__TASK TO CARRY OUT__
Return all of the following entries as written, but without the images.

Collection entries:

------------------------------------------------------------------------

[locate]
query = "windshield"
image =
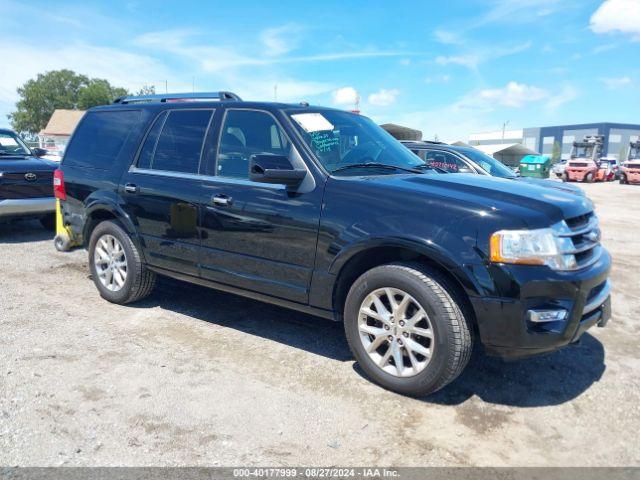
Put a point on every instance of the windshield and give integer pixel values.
(339, 139)
(489, 164)
(11, 144)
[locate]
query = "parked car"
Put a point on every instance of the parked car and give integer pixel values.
(459, 159)
(558, 168)
(608, 170)
(26, 189)
(321, 211)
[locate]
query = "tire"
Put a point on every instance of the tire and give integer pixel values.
(48, 222)
(139, 281)
(451, 343)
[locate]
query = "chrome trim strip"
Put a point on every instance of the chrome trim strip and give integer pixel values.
(205, 178)
(25, 206)
(599, 299)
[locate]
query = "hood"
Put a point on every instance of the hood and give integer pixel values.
(529, 202)
(565, 187)
(25, 164)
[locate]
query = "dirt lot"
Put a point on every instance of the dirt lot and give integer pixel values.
(195, 377)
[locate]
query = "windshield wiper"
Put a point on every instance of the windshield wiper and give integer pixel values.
(374, 165)
(426, 166)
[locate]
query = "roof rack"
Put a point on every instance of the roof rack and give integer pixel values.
(178, 97)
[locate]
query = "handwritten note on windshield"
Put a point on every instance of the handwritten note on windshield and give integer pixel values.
(324, 141)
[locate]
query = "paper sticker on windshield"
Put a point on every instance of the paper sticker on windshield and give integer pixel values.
(312, 122)
(324, 141)
(8, 142)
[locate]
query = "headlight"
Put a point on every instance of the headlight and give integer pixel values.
(531, 247)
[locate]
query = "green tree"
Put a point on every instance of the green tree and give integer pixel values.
(40, 96)
(556, 153)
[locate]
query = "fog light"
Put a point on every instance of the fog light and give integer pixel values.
(544, 316)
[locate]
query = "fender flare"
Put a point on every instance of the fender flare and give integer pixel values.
(465, 277)
(114, 209)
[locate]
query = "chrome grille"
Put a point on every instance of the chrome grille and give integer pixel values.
(580, 236)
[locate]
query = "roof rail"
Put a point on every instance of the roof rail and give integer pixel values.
(178, 97)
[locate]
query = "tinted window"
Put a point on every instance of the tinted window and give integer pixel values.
(180, 143)
(444, 160)
(246, 133)
(149, 147)
(99, 138)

------------------------------------------------------------------------

__FINAL ANSWER__
[locate]
query = "windshield"
image =
Put a point on every instance of the windshield and give integer pixel values.
(339, 139)
(489, 164)
(11, 144)
[locate]
query = "parked car"
Put a point on every instance of the parked car and give integer pixel values.
(459, 159)
(558, 168)
(608, 170)
(26, 189)
(321, 211)
[locate]
query = "tire"
Put a point on every instance of the tire and give integer pixel values.
(48, 222)
(139, 281)
(451, 343)
[locate]
query = "chrome trim strip"
Put a point on every instance of the chrome trim strip and give integer pixel values.
(205, 178)
(25, 206)
(599, 299)
[locate]
query = "hood"
Put a point on every instance of the hood and give integer pixel values.
(529, 202)
(565, 187)
(25, 164)
[locate]
query = "dirt lot"
Put a point on every instance of the dirt lot and give integer pixel values.
(195, 377)
[locate]
query = "windshield wiper"
Put a point on every instance of the windshield wiper and give integer pixel values.
(374, 165)
(426, 166)
[locate]
query = "roof rack"
Put a point on every instance of the roof rack and give integer pixel values.
(178, 97)
[locate]
query = "handwritten note on windshield"
Put a point on every instance of the handwritten note on windshield and give integer pixel values.
(324, 141)
[locate]
query = "paper sticker on windshield"
Put a point on every instance of the paper sticker on windshield and give integer pixel values.
(312, 122)
(324, 141)
(8, 142)
[locate]
query = "headlight"
Put a point on every instance of the headlight and give integer pixel values.
(531, 247)
[locate]
query = "green tree"
Put a point on every instance of the green tree and give integer pixel values.
(40, 96)
(556, 153)
[locate]
query = "fog light"
Put a point on every instance of the fog light and give integer pixel values.
(544, 316)
[locate]
query = "fender flare"
Put a point on every instance of the fender flare and give integer pixel values.
(465, 277)
(114, 209)
[locate]
query = "chrome grille"
Put a point on every instance of the chrome grille and give integer pixel values.
(580, 236)
[locate]
query = "roof rail"
Put a point on every instance of the roof rail and give integer pixel values.
(178, 97)
[locate]
query = "tinted window"
Put a point on every instance of the tinted window and give integer pixel values.
(180, 143)
(444, 160)
(246, 133)
(149, 147)
(99, 138)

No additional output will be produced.